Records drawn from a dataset
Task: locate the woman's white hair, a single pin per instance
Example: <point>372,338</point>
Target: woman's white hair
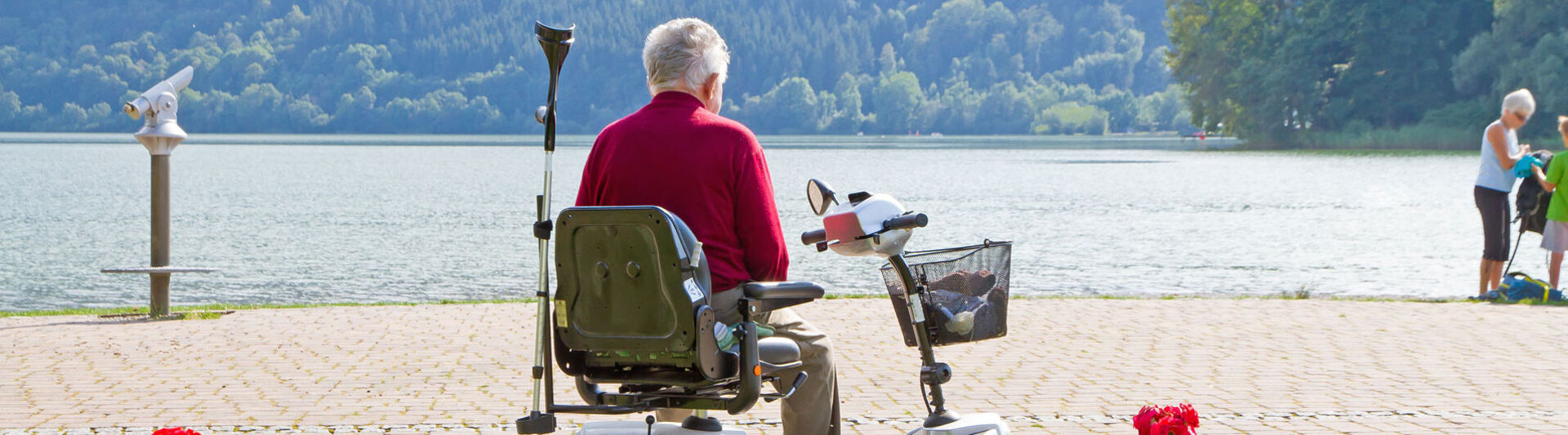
<point>1520,102</point>
<point>684,52</point>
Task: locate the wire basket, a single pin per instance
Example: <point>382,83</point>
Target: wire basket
<point>966,291</point>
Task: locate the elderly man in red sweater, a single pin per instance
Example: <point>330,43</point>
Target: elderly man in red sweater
<point>676,152</point>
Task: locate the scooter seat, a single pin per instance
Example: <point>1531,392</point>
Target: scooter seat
<point>778,351</point>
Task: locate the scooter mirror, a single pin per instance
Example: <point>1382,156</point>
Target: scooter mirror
<point>821,196</point>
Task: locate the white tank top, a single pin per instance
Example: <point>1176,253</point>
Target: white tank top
<point>1491,172</point>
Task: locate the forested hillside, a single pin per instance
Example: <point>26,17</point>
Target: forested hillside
<point>468,66</point>
<point>1353,73</point>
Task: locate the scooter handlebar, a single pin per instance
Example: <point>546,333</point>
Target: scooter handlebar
<point>906,223</point>
<point>814,237</point>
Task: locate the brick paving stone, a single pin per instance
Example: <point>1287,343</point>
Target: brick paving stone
<point>1067,366</point>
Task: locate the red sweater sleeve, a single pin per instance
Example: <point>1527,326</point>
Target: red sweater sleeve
<point>758,218</point>
<point>588,187</point>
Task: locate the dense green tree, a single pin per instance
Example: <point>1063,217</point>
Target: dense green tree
<point>472,66</point>
<point>1281,71</point>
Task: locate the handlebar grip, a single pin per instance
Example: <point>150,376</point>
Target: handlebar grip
<point>814,237</point>
<point>906,223</point>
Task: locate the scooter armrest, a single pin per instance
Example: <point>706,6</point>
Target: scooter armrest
<point>783,290</point>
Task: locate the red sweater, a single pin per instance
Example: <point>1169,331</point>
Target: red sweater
<point>706,170</point>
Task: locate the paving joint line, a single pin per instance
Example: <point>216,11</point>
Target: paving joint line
<point>775,423</point>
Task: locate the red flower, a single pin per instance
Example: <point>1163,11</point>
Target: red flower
<point>1189,415</point>
<point>1145,416</point>
<point>1181,419</point>
<point>176,431</point>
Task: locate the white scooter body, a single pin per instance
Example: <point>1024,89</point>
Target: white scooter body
<point>847,227</point>
<point>637,428</point>
<point>847,224</point>
<point>969,424</point>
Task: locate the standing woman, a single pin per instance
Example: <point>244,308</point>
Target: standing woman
<point>1499,151</point>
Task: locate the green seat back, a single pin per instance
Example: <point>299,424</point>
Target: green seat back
<point>627,290</point>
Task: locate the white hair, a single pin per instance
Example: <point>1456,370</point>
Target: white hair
<point>1520,102</point>
<point>684,52</point>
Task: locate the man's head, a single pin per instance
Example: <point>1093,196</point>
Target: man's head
<point>687,55</point>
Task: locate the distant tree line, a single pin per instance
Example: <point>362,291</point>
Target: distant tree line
<point>470,66</point>
<point>1352,73</point>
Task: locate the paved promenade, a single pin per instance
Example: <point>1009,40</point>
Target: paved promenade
<point>1067,366</point>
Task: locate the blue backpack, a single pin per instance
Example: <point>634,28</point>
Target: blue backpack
<point>1518,286</point>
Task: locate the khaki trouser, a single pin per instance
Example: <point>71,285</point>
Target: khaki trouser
<point>813,409</point>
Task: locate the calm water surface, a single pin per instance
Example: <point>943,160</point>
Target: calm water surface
<point>429,218</point>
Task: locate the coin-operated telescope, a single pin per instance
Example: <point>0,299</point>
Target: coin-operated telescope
<point>160,133</point>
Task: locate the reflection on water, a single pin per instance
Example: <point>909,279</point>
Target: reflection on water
<point>301,223</point>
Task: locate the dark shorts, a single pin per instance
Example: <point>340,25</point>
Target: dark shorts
<point>1494,223</point>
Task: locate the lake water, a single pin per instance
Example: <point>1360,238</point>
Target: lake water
<point>427,218</point>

*TASK GOAL*
In the data above, find the line with "Task: locate the red flower, a" and the line with "Example: <point>909,279</point>". Retype both, plus every line between them, exactly.

*TASK SOLUTION*
Task: locate the red flower, a single pin per instance
Example: <point>1163,11</point>
Target: red flower
<point>1189,415</point>
<point>1145,416</point>
<point>1181,419</point>
<point>176,431</point>
Task: locate the white scooter body, a single pin per instance
Example: <point>1024,89</point>
Target: white scooter body
<point>847,227</point>
<point>637,428</point>
<point>847,224</point>
<point>969,424</point>
Task: locate the standing woman, a single pin per instance
Example: <point>244,308</point>
Target: standing woman
<point>1499,151</point>
Task: locate the green seat back, a single pin per instance
Example: <point>299,424</point>
Target: green seat back
<point>627,290</point>
Task: locate the white hair, a single pin per instance
Example: <point>1456,370</point>
Target: white hair
<point>1520,102</point>
<point>684,52</point>
Task: locate the man's head, a single pin per instance
Example: <point>1093,196</point>
Target: man's head
<point>687,55</point>
Task: locate the distant tree line, a single pin per instance
Example: <point>362,291</point>
Target: distant tree line
<point>470,66</point>
<point>1352,73</point>
Task: locate the paved promenade, a single pin per instance
Example: <point>1009,40</point>
Target: paved promenade
<point>1067,366</point>
Task: locate the blue backpack, a single pin per instance
Example: <point>634,28</point>
Target: blue backpack
<point>1518,286</point>
Task: locate the khaki trouser, a single pin per instance
Example: <point>71,285</point>
Target: khaki trouser
<point>813,409</point>
Task: locate the calm water surface, a single pin per instance
Example: <point>943,160</point>
Target: calm water surface
<point>429,218</point>
Task: locate the coin-operated telescope, a single pin per instance
Example: <point>0,299</point>
Target: coin-operated telescope
<point>160,133</point>
Task: locate the reflection on water, a single pin per instance
Example: <point>909,279</point>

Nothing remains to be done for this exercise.